### Short task a
Answer these questions using the article on Layton Barber:
(i) What position does Barber play?
(ii) Which team did the Tar Heels face in their final home game, and what was the score?
(iii) What are the names of Barber's parents?

### Document text

((

Layton Barber had always dreamed of playing football for the University of North Carolina at Chapel Hills as a child.
The former Pinecrest Patriot turned down scholarship offers from other colleges — where he almost certainly would have seen more playing time — to be a walk-on for his beloved Tar Heels.
Barber, a 6’5, 325-pound offensive lineman, was among 23 seniors who were recognized Saturday afternoon before the final home game against Mercer, which the Tar Heels won 56-7.
As he stood in the tunnel looking out onto to the football field at Kenan Stadium before his final home game as a Tar Heel, Barber felt a rush of emotion.
“It’s crazy how it just went by so fast,” he in an interview after the game. “It just flew by too fast. This is something I have always wanted to do since I was a kid playing pee-wee football. So it is really a dream come true.”
Barber was the first player to come out and greet Mack Brown, who returned this season as the Tar Heel’s head coach. He then ran out on the field to stand with his parents, Robert and Stephanie Barber.

))

### Short task b
Identify every line in the rows below that contains the string "metal", and copy each such line.

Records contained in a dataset
((

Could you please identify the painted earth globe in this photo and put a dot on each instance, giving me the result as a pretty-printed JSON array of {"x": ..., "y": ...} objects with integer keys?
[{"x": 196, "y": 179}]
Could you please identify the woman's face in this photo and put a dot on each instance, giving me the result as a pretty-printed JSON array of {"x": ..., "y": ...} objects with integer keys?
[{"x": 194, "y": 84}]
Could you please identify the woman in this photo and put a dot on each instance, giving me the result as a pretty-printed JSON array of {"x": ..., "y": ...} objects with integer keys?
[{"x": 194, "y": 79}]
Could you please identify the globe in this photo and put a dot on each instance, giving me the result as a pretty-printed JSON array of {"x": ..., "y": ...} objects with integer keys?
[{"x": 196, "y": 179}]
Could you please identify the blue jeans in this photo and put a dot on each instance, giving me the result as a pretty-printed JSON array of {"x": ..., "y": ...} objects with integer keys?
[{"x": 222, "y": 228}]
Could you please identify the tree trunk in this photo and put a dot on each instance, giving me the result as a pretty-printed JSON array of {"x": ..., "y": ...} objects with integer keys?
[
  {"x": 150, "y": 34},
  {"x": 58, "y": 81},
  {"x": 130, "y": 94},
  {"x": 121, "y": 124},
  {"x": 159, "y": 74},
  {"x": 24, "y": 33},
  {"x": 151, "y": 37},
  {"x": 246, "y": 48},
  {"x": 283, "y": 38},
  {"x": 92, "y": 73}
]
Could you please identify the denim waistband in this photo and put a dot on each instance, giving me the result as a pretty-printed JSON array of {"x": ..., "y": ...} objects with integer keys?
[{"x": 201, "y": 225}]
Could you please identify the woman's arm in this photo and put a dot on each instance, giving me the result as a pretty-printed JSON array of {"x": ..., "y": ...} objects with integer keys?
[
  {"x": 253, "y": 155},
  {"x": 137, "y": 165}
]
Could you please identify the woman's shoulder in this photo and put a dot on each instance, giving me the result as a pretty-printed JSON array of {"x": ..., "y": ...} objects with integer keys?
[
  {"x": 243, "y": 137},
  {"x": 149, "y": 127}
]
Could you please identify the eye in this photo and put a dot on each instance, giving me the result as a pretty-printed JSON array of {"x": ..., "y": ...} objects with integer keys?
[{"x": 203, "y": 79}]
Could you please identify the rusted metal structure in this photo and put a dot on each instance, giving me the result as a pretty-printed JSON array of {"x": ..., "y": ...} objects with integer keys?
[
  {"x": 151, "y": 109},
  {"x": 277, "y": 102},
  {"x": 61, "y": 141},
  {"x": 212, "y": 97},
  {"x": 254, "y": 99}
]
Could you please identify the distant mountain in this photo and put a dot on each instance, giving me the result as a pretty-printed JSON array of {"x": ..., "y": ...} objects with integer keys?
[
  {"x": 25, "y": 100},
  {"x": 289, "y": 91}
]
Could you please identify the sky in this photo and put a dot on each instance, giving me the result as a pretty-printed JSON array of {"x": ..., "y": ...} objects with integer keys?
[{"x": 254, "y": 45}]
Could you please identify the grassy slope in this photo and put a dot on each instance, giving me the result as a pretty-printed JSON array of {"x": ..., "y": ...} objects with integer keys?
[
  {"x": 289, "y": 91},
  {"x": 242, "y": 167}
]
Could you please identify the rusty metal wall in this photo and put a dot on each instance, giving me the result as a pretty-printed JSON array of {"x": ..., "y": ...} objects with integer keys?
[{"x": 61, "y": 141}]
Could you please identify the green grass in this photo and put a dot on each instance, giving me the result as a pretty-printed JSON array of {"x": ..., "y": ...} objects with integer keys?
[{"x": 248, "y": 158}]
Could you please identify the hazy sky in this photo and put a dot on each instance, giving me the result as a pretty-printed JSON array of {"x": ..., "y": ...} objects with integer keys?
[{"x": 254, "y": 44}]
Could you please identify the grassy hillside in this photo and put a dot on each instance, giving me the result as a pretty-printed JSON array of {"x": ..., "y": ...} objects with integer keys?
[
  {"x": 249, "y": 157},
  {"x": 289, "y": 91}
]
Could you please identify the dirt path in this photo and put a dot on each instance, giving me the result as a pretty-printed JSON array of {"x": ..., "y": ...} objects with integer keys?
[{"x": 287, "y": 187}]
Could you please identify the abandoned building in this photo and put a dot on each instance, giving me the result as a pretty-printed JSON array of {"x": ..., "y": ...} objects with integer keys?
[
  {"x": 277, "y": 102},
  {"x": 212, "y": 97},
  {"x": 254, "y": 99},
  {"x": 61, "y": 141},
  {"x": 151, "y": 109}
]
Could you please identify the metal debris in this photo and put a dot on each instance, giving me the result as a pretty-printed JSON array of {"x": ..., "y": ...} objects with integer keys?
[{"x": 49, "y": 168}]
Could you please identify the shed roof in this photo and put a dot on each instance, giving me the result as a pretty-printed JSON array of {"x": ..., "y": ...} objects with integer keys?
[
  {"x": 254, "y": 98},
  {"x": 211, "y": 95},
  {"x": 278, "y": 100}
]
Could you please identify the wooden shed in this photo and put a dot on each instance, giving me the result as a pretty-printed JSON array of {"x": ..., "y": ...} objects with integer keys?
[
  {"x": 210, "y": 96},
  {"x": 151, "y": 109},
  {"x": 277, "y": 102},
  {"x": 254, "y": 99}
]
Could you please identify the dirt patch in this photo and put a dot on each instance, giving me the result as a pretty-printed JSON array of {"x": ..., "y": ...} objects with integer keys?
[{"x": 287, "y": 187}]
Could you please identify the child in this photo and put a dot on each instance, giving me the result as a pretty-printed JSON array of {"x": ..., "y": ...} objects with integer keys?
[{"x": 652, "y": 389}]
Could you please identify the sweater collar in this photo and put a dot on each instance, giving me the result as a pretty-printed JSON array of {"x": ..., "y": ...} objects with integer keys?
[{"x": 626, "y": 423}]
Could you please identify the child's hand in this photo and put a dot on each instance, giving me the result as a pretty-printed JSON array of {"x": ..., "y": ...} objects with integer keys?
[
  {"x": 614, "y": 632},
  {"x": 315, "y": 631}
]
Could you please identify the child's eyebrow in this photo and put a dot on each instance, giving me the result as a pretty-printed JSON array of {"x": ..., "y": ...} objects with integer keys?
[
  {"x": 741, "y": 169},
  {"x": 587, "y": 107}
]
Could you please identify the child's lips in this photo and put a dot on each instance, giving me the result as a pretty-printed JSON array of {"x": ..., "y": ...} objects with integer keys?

))

### Task solution a
(i) Offensive lineman.
(ii) Mercer; the Tar Heels won 56-7.
(iii) Robert and Stephanie Barber.

### Task solution b
Could you please identify the rusted metal structure in this photo and put a dot on each instance, giving me the result as a pretty-printed JSON array of {"x": ..., "y": ...} objects with integer keys?
Could you please identify the rusty metal wall in this photo and put a dot on each instance, giving me the result as a pretty-printed JSON array of {"x": ..., "y": ...} objects with integer keys?
Could you please identify the metal debris in this photo and put a dot on each instance, giving me the result as a pretty-printed JSON array of {"x": ..., "y": ...} objects with integer keys?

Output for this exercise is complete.